Description of the task:
Pick each line containing the word "tight" out of the data below.

(Saved data entries)
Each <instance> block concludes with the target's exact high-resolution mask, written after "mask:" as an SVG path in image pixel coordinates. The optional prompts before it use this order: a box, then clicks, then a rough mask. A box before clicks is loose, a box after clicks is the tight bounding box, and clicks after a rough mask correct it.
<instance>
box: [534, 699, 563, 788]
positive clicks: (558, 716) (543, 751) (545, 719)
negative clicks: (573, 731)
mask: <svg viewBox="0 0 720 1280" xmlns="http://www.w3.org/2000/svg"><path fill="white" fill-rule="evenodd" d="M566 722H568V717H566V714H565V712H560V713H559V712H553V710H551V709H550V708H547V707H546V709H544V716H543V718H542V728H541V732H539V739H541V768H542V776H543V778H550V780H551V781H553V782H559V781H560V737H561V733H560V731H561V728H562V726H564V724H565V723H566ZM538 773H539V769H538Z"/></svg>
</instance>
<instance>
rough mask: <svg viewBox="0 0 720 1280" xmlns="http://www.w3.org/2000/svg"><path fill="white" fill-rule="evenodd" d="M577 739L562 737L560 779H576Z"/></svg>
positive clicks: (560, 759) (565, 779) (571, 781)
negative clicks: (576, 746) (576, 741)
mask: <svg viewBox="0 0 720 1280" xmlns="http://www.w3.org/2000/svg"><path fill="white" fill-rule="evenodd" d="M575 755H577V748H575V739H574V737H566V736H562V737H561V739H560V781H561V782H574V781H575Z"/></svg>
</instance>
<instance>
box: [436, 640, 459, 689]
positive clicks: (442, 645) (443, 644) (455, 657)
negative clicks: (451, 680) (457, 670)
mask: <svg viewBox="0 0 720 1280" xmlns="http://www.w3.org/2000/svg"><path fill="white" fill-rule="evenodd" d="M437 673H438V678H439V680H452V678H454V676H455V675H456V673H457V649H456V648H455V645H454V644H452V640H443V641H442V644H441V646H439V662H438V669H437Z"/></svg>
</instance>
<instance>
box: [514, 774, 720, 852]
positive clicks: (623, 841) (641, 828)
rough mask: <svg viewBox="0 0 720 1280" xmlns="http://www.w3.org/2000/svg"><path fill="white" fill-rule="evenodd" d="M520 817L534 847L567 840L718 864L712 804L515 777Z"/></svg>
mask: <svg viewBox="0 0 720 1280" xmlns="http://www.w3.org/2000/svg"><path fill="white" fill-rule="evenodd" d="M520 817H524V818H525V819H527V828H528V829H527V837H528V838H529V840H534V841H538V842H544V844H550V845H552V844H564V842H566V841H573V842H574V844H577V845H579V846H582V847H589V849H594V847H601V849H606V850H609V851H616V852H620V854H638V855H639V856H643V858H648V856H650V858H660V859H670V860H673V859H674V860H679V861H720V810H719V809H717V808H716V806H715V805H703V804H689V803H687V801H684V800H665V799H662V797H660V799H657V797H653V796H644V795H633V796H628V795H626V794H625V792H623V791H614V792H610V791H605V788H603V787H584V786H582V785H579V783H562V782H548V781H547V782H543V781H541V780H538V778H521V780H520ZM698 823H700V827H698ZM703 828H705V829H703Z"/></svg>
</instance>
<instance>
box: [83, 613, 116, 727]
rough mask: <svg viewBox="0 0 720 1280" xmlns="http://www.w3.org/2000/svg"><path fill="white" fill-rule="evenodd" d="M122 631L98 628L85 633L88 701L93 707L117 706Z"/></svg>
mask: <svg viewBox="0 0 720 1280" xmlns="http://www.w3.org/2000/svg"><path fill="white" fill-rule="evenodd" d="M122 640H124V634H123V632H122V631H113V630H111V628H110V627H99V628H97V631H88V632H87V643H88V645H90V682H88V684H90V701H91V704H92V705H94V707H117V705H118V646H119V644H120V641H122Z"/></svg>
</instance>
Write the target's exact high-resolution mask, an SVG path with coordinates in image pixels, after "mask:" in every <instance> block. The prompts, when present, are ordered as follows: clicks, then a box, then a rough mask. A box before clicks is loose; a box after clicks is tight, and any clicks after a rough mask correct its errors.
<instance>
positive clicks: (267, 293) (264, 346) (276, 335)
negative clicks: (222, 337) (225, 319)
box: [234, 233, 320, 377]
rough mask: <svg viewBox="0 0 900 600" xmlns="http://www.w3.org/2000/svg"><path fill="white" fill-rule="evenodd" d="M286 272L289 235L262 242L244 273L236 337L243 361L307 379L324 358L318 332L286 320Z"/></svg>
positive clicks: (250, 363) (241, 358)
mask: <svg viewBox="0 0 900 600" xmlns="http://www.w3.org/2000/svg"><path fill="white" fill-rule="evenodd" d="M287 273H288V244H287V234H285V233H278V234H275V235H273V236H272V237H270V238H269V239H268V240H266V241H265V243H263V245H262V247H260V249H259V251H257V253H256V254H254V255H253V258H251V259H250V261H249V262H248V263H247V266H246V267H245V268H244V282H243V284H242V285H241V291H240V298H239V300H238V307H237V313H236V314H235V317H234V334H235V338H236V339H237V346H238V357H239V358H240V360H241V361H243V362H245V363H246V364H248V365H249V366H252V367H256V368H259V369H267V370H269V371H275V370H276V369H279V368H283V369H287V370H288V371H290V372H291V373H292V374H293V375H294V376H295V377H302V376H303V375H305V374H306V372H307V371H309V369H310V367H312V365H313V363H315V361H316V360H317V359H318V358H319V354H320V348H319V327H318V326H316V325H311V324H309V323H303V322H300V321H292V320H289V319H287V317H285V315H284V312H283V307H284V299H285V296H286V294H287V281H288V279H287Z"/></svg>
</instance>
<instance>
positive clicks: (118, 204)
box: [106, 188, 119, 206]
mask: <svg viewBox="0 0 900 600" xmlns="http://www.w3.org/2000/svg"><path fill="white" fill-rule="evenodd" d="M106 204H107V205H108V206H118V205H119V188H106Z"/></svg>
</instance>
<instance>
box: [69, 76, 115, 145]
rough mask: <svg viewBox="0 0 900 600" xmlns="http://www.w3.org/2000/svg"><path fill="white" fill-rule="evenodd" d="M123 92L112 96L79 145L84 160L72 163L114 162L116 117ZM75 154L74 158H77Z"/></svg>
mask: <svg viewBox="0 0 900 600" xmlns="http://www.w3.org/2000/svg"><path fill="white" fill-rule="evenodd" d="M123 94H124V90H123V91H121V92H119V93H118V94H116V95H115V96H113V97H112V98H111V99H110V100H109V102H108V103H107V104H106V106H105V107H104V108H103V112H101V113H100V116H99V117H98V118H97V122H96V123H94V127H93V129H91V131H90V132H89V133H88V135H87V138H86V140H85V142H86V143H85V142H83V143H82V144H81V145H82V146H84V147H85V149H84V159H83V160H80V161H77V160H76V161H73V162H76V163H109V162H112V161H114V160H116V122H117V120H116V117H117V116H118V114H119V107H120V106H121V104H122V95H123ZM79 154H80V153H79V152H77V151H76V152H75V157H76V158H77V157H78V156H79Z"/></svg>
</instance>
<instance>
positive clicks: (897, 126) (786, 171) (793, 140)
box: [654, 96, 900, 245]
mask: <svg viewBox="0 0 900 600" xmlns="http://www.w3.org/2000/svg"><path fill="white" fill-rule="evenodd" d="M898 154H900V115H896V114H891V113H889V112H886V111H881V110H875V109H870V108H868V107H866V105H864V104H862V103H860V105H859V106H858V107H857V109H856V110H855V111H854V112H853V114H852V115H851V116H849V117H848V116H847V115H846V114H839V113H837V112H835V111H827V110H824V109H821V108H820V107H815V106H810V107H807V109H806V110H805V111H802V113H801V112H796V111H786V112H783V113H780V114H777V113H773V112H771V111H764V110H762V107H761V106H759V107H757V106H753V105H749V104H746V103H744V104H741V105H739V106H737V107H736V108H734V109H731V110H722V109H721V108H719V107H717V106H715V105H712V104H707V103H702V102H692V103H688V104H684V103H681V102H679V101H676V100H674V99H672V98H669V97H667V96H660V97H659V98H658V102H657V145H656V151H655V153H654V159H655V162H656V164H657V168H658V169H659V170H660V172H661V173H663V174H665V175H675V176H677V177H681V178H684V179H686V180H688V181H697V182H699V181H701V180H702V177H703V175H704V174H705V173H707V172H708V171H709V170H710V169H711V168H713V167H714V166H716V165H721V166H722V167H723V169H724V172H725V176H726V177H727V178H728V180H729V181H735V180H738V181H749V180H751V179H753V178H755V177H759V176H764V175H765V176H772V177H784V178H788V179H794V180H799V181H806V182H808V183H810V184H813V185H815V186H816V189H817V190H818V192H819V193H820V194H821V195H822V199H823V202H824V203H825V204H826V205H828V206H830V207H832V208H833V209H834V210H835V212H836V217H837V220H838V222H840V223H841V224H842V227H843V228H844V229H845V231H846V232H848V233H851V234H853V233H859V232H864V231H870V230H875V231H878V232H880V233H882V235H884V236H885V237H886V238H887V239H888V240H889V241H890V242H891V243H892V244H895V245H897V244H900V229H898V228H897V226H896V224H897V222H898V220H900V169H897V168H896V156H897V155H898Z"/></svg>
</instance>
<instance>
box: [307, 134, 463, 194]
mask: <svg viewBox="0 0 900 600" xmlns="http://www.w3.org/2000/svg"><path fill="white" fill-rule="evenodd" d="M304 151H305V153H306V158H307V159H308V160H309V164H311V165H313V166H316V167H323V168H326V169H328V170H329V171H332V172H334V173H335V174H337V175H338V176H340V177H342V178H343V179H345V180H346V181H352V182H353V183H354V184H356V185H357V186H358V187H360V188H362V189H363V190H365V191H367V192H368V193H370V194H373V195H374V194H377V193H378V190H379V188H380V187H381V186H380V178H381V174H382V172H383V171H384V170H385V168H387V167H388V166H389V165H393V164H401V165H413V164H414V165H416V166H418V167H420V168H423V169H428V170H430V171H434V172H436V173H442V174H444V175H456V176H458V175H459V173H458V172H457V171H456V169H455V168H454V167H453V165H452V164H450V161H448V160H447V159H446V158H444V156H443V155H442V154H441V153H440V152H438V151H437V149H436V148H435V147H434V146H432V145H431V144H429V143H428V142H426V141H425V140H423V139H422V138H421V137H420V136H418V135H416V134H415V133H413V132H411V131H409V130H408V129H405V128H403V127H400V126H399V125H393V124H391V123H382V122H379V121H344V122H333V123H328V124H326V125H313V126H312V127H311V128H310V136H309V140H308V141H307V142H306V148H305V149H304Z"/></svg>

Exercise result:
Each <instance> block concludes with the target's exact high-resolution mask, written after "mask:" as an SVG path in image pixel coordinates. The optional prompts before it use this order: a box, then clicks, then a rough mask. A box before clicks is loose, a box after clicks is the tight bounding box, and clicks after a rough mask correct it.
Write the target's exact high-resolution mask, an SVG path with coordinates in image pixels, after "mask:" in every <instance> block. The prompts, when present, are ordered as follows: clicks, then a box, then a rough mask. A box before clicks is loose; a box after clicks is tight, and any clicks after a rough mask correct its errors.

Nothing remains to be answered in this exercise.